-- Task prompt --
Reproduce every line of the records below without changing anything.

-- Records shown --

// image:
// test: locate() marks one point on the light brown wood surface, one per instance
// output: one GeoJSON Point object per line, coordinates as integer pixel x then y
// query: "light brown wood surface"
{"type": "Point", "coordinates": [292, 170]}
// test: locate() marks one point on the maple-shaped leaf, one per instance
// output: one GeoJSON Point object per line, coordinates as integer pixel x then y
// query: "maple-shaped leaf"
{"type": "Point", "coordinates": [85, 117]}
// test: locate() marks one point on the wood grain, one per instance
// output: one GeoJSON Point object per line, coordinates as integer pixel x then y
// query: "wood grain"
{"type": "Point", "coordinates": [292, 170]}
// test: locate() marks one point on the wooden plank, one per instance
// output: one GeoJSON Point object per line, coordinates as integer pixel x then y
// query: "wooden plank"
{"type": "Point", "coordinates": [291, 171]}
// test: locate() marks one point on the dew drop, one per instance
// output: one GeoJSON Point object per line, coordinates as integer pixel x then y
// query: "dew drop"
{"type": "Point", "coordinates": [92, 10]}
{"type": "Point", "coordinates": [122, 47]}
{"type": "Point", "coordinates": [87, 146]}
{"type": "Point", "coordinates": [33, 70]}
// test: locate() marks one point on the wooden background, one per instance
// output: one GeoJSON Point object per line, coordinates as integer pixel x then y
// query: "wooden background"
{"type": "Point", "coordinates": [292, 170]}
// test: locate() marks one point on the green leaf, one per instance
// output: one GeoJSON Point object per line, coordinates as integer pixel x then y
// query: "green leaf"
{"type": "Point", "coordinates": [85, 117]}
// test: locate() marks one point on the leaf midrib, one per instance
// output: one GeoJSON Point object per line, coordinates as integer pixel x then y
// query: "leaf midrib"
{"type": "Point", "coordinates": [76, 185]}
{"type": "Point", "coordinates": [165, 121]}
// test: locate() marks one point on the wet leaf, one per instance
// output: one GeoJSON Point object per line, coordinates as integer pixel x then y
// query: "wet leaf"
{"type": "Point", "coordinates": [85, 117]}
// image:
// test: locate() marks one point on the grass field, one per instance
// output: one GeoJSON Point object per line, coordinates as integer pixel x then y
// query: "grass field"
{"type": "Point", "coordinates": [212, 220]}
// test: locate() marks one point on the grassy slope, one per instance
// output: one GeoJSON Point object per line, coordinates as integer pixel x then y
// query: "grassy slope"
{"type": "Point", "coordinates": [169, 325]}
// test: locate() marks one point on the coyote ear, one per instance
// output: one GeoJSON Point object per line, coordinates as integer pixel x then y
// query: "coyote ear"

-- The result --
// image:
// test: locate() marks one point on the light brown wood surface, one per instance
// output: one GeoJSON Point object per line, coordinates as integer pixel x then y
// query: "light brown wood surface"
{"type": "Point", "coordinates": [292, 170]}
// test: locate() marks one point on the maple-shaped leaf, one per instance
// output: one GeoJSON Point object per line, coordinates as integer pixel x then y
// query: "maple-shaped leaf"
{"type": "Point", "coordinates": [85, 117]}
// test: locate() marks one point on the wood grain, one per instance
// output: one GeoJSON Point object per line, coordinates as integer pixel x then y
// query: "wood grain"
{"type": "Point", "coordinates": [292, 170]}
// test: locate() marks one point on the wooden plank, one per instance
// output: one GeoJSON Point object per line, coordinates as integer pixel x then y
// query: "wooden plank"
{"type": "Point", "coordinates": [291, 171]}
// test: locate() marks one point on the dew drop, one per instance
// output: one GeoJSON Point object per line, coordinates as integer pixel x then y
// query: "dew drop"
{"type": "Point", "coordinates": [92, 10]}
{"type": "Point", "coordinates": [122, 47]}
{"type": "Point", "coordinates": [87, 146]}
{"type": "Point", "coordinates": [33, 70]}
// test: locate() marks one point on the wooden background, one per instance
// output: one GeoJSON Point object per line, coordinates as integer pixel x then y
// query: "wooden background"
{"type": "Point", "coordinates": [292, 170]}
// test: locate() marks one point on the green leaf, one per instance
// output: one GeoJSON Point object per line, coordinates as integer pixel x then y
// query: "green leaf"
{"type": "Point", "coordinates": [85, 117]}
// test: locate() marks one point on the leaf midrib, one per instance
// output: one GeoJSON Point object per line, coordinates as integer pixel x then y
// query: "leaf midrib"
{"type": "Point", "coordinates": [76, 185]}
{"type": "Point", "coordinates": [165, 121]}
// test: locate() marks one point on the wet leaf, one per instance
// output: one GeoJSON Point object per line, coordinates as integer pixel x then y
// query: "wet leaf"
{"type": "Point", "coordinates": [85, 117]}
// image:
// test: locate() marks one point on the grass field, one per instance
// output: one GeoJSON Point object per line, coordinates as integer pixel x then y
// query: "grass field"
{"type": "Point", "coordinates": [212, 220]}
// test: locate() marks one point on the grassy slope, one per instance
// output: one GeoJSON Point object per line, coordinates as integer pixel x then y
// query: "grassy slope"
{"type": "Point", "coordinates": [169, 325]}
// test: locate() marks one point on the coyote ear, one per instance
// output: one GeoJSON Point object per line, coordinates as integer pixel x then y
// query: "coyote ear"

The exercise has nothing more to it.